Task goal: Using the entries below, return word for word the lines from the one containing "drop one pin per instance, shaped like <point>469,672</point>." up to and including the last.

Photo-based referring expression data:
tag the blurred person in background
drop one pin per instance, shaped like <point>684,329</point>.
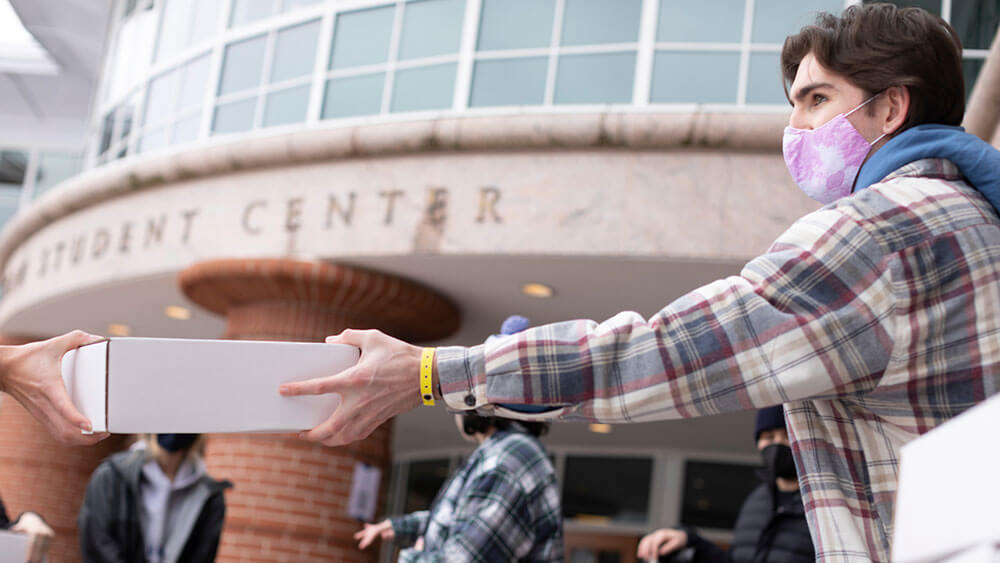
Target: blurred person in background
<point>771,526</point>
<point>502,505</point>
<point>30,523</point>
<point>154,503</point>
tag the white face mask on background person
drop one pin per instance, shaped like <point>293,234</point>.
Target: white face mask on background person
<point>825,161</point>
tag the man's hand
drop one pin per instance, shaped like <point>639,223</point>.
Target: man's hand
<point>32,374</point>
<point>367,535</point>
<point>384,383</point>
<point>38,531</point>
<point>661,542</point>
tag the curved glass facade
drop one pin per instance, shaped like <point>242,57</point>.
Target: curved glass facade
<point>183,71</point>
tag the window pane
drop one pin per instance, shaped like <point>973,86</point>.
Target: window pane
<point>695,77</point>
<point>158,97</point>
<point>775,20</point>
<point>194,83</point>
<point>362,37</point>
<point>764,80</point>
<point>288,5</point>
<point>107,127</point>
<point>13,165</point>
<point>431,27</point>
<point>587,22</point>
<point>243,65</point>
<point>933,6</point>
<point>425,88</point>
<point>286,106</point>
<point>970,70</point>
<point>152,140</point>
<point>54,167</point>
<point>718,20</point>
<point>295,51</point>
<point>235,116</point>
<point>246,11</point>
<point>587,491</point>
<point>423,481</point>
<point>510,82</point>
<point>186,130</point>
<point>976,22</point>
<point>714,493</point>
<point>516,24</point>
<point>356,95</point>
<point>595,79</point>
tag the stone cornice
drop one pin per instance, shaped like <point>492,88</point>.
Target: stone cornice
<point>757,132</point>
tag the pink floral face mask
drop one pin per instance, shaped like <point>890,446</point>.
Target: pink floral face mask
<point>825,161</point>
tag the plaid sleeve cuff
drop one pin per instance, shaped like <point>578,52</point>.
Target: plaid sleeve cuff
<point>462,376</point>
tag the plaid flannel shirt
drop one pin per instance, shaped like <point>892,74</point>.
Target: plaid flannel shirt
<point>502,505</point>
<point>874,319</point>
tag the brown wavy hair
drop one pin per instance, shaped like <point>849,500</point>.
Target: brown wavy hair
<point>876,46</point>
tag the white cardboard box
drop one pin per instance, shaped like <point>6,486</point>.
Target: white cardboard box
<point>948,499</point>
<point>13,547</point>
<point>159,385</point>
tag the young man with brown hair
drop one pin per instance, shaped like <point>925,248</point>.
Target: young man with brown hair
<point>873,319</point>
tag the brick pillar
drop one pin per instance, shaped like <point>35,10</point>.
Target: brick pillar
<point>39,474</point>
<point>290,499</point>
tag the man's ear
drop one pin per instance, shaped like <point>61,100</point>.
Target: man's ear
<point>897,101</point>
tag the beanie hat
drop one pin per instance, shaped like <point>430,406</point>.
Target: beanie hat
<point>769,419</point>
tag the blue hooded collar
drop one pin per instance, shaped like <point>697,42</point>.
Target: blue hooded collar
<point>977,160</point>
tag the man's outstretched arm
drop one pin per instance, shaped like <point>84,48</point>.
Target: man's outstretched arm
<point>32,374</point>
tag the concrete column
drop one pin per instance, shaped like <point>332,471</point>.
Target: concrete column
<point>290,497</point>
<point>39,474</point>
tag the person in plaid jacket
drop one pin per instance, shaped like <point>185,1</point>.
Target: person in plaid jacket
<point>873,319</point>
<point>502,505</point>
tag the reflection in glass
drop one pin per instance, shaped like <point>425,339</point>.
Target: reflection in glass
<point>54,167</point>
<point>194,83</point>
<point>294,51</point>
<point>13,165</point>
<point>605,489</point>
<point>158,98</point>
<point>246,11</point>
<point>516,24</point>
<point>288,5</point>
<point>764,80</point>
<point>243,65</point>
<point>431,27</point>
<point>286,106</point>
<point>234,116</point>
<point>186,130</point>
<point>152,140</point>
<point>695,77</point>
<point>352,96</point>
<point>595,79</point>
<point>424,88</point>
<point>509,82</point>
<point>775,20</point>
<point>719,21</point>
<point>590,22</point>
<point>362,37</point>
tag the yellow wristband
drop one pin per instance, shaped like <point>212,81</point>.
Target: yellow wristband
<point>426,369</point>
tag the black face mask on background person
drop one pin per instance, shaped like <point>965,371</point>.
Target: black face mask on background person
<point>175,442</point>
<point>778,461</point>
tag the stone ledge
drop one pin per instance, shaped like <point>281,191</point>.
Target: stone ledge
<point>755,132</point>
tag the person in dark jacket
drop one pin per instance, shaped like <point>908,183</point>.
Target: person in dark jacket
<point>153,504</point>
<point>771,526</point>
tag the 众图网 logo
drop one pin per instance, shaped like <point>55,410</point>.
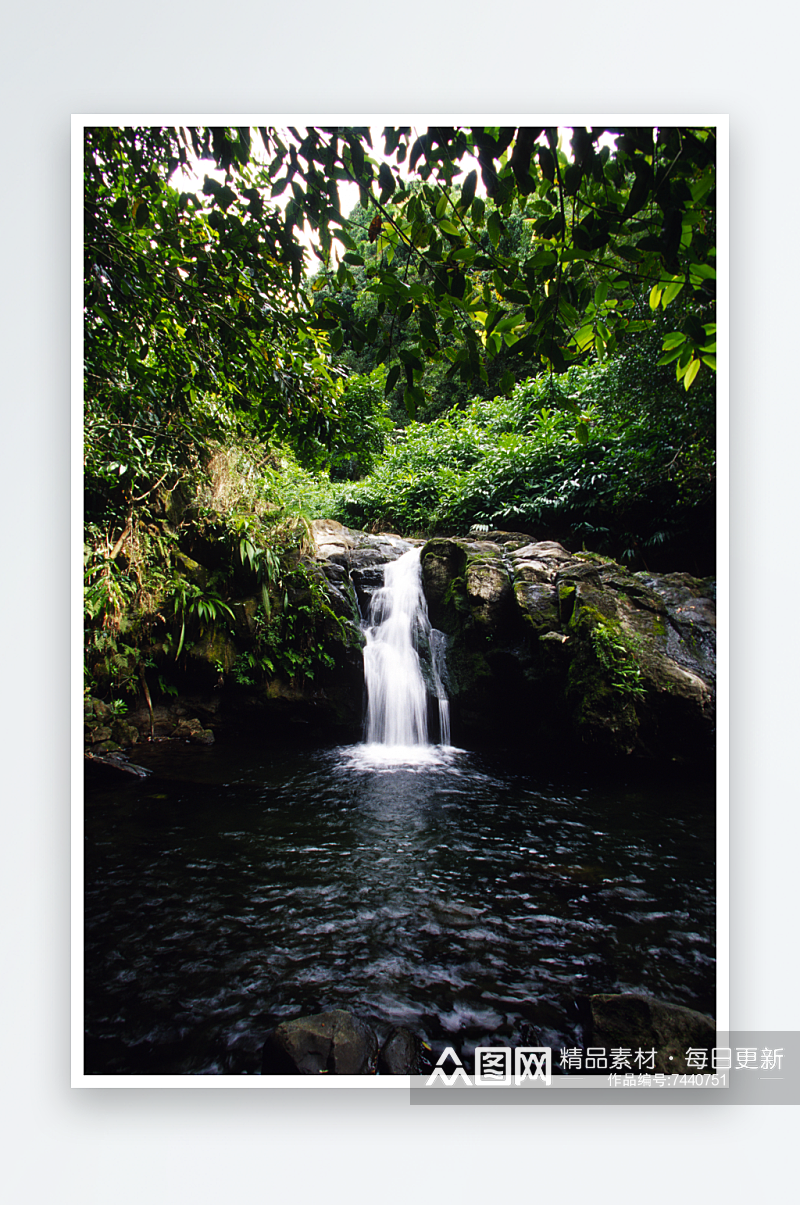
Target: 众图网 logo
<point>494,1065</point>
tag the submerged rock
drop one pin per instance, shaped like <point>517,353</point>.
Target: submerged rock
<point>335,1042</point>
<point>633,1021</point>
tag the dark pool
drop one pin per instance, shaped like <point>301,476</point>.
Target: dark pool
<point>459,897</point>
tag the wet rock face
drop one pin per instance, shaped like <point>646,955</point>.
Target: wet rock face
<point>330,1042</point>
<point>571,650</point>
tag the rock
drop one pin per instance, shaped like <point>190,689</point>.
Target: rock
<point>400,1053</point>
<point>334,1041</point>
<point>193,730</point>
<point>634,1021</point>
<point>572,647</point>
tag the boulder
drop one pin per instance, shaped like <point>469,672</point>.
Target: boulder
<point>400,1053</point>
<point>335,1042</point>
<point>572,647</point>
<point>634,1021</point>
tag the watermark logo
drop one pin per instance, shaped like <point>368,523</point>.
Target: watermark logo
<point>495,1067</point>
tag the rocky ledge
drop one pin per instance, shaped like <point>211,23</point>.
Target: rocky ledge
<point>571,652</point>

Reply:
drop one pin per instance, shaped like <point>469,672</point>.
Target: boulder
<point>400,1053</point>
<point>335,1042</point>
<point>572,647</point>
<point>634,1021</point>
tag the watermark logo
drop one pin per instance, shaped like <point>368,523</point>.
Target: watermark logo
<point>495,1067</point>
tag the rocky ledge
drop one pin per instance, shaped like <point>211,23</point>.
Target: rocky ledge
<point>571,652</point>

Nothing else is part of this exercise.